** Given instruction A **
List the parallelization strategies that the abstract on processing massive spatial data names for data-intensive applications.

A Parallel Framework for Processing Massive Spatial Data with a Split–and–Merge Paradigm
Due to high data volume, massive spatial data requires considerable computing power for real‐time processing. Currently, high performance clusters are the only economically viable solution given the development of multicore technology and computer component cost reduction in recent years. Massive spatial data processing demands heavy I/O operations, however, and should be characterized as a data‐intensive application. Data‐intensive application parallelization strategies, such as decomposition, scheduling and load‐balance, are much different from that of traditional compute‐intensive applications. In this article we introduce a Split‐and‐Merge paradigm for spatial data processing and also propose a robust parallel framework in a cluster environment to support this paradigm. The Split‐and‐Merge paradigm efficiently exploits data parallelism for massive data processing. The proposed framework is based on the open‐source TORQUE project and hosted on a multicore‐enabled Linux cluster. A specific data‐aware scheduling algorithm was designed to exploit data sharing between tasks and decrease the data communication time. Two LiDAR point cloud algorithms, IDW interpolation and Delaunay triangulation, were implemented on the proposed framework to evaluate its efficiency and scalability. Experimental results demonstrate that the system provides efficient performance speedup.
Document Type: Research Article
Publication date: December 1, 2012

** Data section **
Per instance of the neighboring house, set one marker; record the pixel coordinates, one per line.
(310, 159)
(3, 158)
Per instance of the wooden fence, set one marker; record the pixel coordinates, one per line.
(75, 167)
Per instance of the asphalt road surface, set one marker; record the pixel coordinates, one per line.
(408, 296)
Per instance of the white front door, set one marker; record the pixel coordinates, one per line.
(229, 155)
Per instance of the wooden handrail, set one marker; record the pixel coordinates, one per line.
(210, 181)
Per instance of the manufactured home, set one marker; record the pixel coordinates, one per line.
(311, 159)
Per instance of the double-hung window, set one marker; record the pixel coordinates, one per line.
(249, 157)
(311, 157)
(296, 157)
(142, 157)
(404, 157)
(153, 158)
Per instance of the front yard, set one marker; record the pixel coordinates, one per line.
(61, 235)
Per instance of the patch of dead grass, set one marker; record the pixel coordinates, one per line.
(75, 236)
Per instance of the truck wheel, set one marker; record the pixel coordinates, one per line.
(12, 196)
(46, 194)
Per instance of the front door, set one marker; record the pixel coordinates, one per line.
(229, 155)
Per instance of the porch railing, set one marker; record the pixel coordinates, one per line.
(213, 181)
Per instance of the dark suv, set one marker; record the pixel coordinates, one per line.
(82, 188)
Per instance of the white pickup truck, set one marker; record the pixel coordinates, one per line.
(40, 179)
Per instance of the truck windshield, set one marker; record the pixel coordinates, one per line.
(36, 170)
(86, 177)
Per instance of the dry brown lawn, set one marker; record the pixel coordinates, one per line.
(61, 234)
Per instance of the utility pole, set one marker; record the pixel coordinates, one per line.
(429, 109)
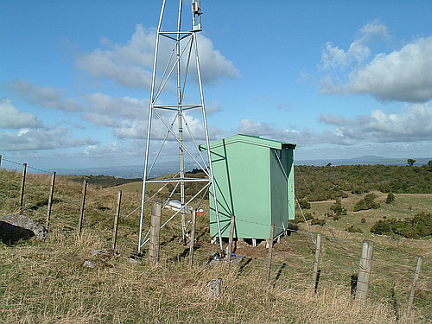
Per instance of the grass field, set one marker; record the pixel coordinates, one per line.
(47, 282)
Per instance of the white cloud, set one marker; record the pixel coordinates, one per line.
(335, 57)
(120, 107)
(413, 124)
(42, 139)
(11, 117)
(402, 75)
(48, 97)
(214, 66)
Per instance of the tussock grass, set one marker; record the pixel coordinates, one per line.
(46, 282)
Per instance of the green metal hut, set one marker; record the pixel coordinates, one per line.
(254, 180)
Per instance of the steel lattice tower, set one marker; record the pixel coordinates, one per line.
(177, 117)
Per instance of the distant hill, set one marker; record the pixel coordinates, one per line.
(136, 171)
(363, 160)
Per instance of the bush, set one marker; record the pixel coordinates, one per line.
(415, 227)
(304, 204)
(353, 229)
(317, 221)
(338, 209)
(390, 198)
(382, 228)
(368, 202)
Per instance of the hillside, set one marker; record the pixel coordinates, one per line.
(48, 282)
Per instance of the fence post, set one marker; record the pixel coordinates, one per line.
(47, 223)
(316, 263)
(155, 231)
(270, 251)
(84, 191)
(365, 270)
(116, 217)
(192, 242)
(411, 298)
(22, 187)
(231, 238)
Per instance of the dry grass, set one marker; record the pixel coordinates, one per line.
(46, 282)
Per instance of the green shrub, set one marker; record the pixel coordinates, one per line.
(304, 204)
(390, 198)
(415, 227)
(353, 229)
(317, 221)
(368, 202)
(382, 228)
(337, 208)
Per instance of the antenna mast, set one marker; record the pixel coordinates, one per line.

** Given instruction B **
Copy word for word the part of the rows that opens with the line containing "Per instance of the hillside, set" and continues through the last of the rows.

** Response A **
decomposition
scheduling
load‐balance

** Response B **
Per instance of the hillside, set one marker; record the pixel coordinates, one per line.
(48, 282)
Per instance of the fence post, set one marker; record the pixel coordinates, one per line.
(47, 223)
(316, 263)
(155, 231)
(270, 251)
(84, 191)
(365, 270)
(116, 217)
(192, 242)
(411, 298)
(22, 187)
(231, 238)
Per instance of the dry grass, set one marker; record the pixel coordinates, one per line.
(46, 282)
Per instance of the green shrub, set one marker; record the pixel coordinates, one per line.
(304, 204)
(390, 198)
(415, 227)
(353, 229)
(317, 221)
(368, 202)
(382, 228)
(337, 208)
Per instance of the antenna mast, set one marker; record the pixel coordinates, one per line.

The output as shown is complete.